TEXTAUSZUG:
******
Bremen Stadtteile Osterholz Verden Diepholz Delmenhorst Wesermarsch Oldenburg Rotenburg Cuxhaven Bremerhaven Niedersachsen

Verdener Landgericht Ärztin muss sich wegen fahrlässiger Tötung verantworten

Am Verdener Landgericht muss sich eine Ärztin wegen fahrlässiger Tötung verantworten. Sie soll einer Patientin Kalium verabreicht haben, wodurch diese einen Herzstillstand erlitt.
13.08.2019, 21:04 Uhr
Lesedauer: 3 Min
Zur Merkliste
Von Angelika Siepmann

Wegen des Vorwurfs der fahrlässigen Tötung muss sich eine 37-jährige Ärztin der Verdener Aller-Weser-Klinik seit Dienstag vor dem Verdener Landgericht verantworten. Sie soll im August 2017 einer 45-jährigen Frau, die in lebensbedrohlichem Zustand auf die Intensivstation gebracht worden war, intravenös Kalium verabreicht haben. Die Patientin hatte nach einem Herzstillstand zwar reanimiert werden können, war aber in ein Wachkoma gefallen und im November in einer Hamburger Spezialklinik verstorben.

Die Staatsanwaltschaft legt der Medizinerin zur Last, als damalige Assistenzärztin auf der Intensivstation „erheblich gegen ihre ärztliche Sorgfaltspflicht verstoßen“ zu haben. In „möglicherweise nicht einmal einer Minute“ soll sie der Patientin über den bereits angelegten zentralen Venenkatheter etwa 15 Milliliter Kalium injiziert haben und dabei von der Anordnung der Oberärztin abgewichen sein. Die Risiken der Kaliumzufuhr als „Bolus“ seien „allgemein bekannt“, die Folgen der fehlerhaften Medikamentengabe „vorsehbar“ gewesen, so Oberstaatsanwalt Marcus Röske.
******
AUFGABEN:
1) Schreib aus dem Bericht über den Prozess gegen die Ärztin das Stück von „Wegen des Vorwurfs“ bis „Hamburger Spezialklinik verstorben.“ wortgetreu ab.
2) Stimmen diese Aussagen mit dem Bericht über den Prozess gegen die Ärztin überein? Antworte jeweils mit Ja oder Nein und zitiere die Stelle, die das entscheidet.
(a) Die angeklagte Ärztin ist 37 Jahre alt.
(b) Die Patientin starb in einer Bremer Klinik.
(c) Die Ärztin soll der Patientin etwa 15 Milliliter Kalium gespritzt haben.
3) Führe den Bericht über den Prozess gegen die Ärztin im Anschluss an seinen letzten Satz weiter.

(Daten zu Verweisausdrücken)
******
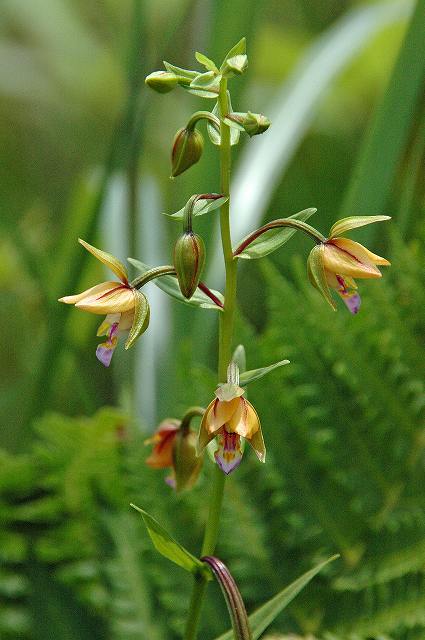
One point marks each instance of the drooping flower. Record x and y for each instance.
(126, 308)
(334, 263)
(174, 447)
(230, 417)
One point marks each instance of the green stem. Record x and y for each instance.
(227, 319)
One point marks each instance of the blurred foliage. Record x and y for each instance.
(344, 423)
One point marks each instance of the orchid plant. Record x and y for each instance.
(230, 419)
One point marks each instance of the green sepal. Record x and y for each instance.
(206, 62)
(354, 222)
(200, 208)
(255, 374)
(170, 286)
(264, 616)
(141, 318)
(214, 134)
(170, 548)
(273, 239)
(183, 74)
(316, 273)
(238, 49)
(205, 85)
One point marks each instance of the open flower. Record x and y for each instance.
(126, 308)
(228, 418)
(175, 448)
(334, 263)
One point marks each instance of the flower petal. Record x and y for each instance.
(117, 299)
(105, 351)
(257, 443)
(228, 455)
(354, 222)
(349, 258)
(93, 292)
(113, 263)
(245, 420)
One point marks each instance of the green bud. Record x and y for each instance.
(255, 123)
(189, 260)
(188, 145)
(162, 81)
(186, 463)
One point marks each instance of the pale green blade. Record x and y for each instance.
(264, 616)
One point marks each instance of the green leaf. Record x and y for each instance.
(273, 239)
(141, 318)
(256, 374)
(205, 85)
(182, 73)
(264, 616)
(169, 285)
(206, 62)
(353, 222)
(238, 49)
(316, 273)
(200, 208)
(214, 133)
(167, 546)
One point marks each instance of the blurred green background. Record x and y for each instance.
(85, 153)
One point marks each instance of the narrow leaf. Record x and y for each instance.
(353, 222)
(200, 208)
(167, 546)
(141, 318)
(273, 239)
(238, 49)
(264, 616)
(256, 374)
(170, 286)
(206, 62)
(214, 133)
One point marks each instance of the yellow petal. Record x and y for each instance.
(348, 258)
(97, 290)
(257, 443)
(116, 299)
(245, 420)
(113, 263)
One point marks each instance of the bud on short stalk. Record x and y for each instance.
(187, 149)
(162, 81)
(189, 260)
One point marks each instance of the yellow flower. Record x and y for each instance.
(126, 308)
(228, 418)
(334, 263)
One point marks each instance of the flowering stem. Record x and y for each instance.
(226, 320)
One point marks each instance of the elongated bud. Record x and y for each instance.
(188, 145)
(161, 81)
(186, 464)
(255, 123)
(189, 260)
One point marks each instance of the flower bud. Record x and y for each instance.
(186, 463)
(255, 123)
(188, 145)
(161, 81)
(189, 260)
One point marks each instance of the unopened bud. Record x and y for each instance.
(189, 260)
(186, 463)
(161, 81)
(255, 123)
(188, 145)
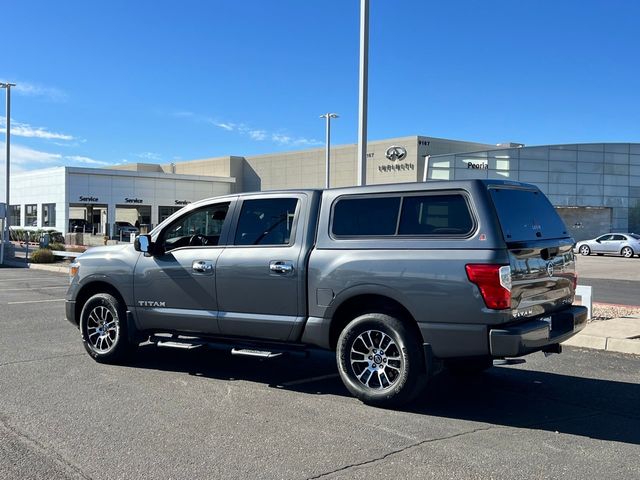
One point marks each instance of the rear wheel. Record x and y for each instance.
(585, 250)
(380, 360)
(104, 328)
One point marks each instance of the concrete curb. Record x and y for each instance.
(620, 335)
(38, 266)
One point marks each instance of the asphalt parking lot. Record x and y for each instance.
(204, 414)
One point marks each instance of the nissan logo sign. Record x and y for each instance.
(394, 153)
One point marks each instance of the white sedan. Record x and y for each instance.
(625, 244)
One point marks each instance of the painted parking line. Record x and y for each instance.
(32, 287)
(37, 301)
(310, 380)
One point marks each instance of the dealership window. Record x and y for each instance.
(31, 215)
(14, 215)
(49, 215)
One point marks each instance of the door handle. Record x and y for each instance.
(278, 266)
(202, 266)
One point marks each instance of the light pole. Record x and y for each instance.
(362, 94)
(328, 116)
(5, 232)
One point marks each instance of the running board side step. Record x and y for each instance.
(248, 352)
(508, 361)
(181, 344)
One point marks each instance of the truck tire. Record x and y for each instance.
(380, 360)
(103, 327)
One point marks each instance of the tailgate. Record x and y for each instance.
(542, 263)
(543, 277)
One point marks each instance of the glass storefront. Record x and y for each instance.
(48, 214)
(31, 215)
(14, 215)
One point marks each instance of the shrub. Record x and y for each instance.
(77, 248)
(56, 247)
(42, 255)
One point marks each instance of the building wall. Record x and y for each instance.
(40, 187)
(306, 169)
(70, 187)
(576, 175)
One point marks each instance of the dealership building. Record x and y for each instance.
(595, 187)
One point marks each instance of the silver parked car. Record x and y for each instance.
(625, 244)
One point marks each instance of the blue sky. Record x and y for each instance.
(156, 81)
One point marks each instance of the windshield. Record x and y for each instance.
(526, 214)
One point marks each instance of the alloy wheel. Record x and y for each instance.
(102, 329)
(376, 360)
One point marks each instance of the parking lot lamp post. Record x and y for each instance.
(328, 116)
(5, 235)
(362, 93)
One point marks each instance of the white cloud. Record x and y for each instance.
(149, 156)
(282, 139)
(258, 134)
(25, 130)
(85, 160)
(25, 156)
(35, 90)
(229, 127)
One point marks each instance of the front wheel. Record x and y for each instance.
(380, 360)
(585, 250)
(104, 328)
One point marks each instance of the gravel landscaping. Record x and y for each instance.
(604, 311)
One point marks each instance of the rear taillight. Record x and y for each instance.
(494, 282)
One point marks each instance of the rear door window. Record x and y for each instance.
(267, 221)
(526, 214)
******
LÖSUNGEN:
1)
Wegen des Vorwurfs der fahrlässigen Tötung muss sich eine 37-jährige Ärztin der Verdener Aller-Weser-Klinik seit Dienstag vor dem Verdener Landgericht verantworten. Sie soll im August 2017 einer 45-jährigen Frau, die in lebensbedrohlichem Zustand auf die Intensivstation gebracht worden war, intravenös Kalium verabreicht haben. Die Patientin hatte nach einem Herzstillstand zwar reanimiert werden können, war aber in ein Wachkoma gefallen und im November in einer Hamburger Spezialklinik verstorben.

2)
(a) Ja: „eine 37-jährige Ärztin der Verdener Aller-Weser-Klinik“
(b) Nein: „im November in einer Hamburger Spezialklinik verstorben“
(c) Ja: „etwa 15 Milliliter Kalium injiziert haben“

3)
Patientin aus Thedinghausen

Die Patientin aus der Gemeinde Thedinghausen war am Abend mit schlechten Blutzuckerwerten und in, wie es hieß, schlechtem Allgemeinzustand in die Klinik eingeliefert worden – nicht zum ersten Mal. Die Kaliumzufuhr führte nach den Ermittlungen zu sofortigem Herzkammerflimmern, dann zum Herzstillstand. Nach der etwa 50-minütigen Reanimation schien sie zunächst „stabilisiert“ zu sein, war aber in ein Wachkoma gefallen. Im September war sie in eine neurologische Klinik in Hamburg verlegt worden und dort am 7. November gestorben – „infolge des bei der Reanimation erlittenen Sauerstoffmangels im Gehirn“.

Die angeklagte Ärztin wollte zum Prozessauftakt vor der zweiten großen Strafkammer nichts beschönigen. Sie habe das Mittel „unglücklicherweise“ verabreicht und bedaure dies „außerordentlich und aus tiefstem Herzen“. Es tue ihr leid, diesen nicht wieder gut zu machenden Fehler begangen zu haben. „Eine richtige Erklärung, wie es dazu kam“, habe sie bis heute nicht. Es habe während ihres ersten Dienstes auf der Intensivstation sehr viel Stress gegeben, sie habe sich auch zeitweise überfordert gefühlt, „aber das hätte nicht passieren dürfen“ Kalium dürfe man „nie“ als „Bolus“ geben, das wisse sie.

Auch der Begriff „Augenblicksversagen“ fiel in ihrer ausführlichen Einlassung, die sie an der Seite ihres Verteidigers aus Hannover abgab. Auch Peter Ahrens, Chefarzt und ärztlicher Direktor des Krankenhauses, benutzte diesen Ausdruck. Er sei an dem Abend der diensthabende Anästhesist und auch für die Intensivstation zuständig gewesen, erklärte er in seiner Zeugenaussage. Er habe bei der Patientin, die sich „in kritischem Zustand“ befunden habe, auch den zentralvenösen Zugang gelegt. Zwecks Therapie habe die Assistenzärztin vorschriftsmäßig mit der Oberärztin telefoniert, alle Anordnungen detailliert notiert und auch wiederholt.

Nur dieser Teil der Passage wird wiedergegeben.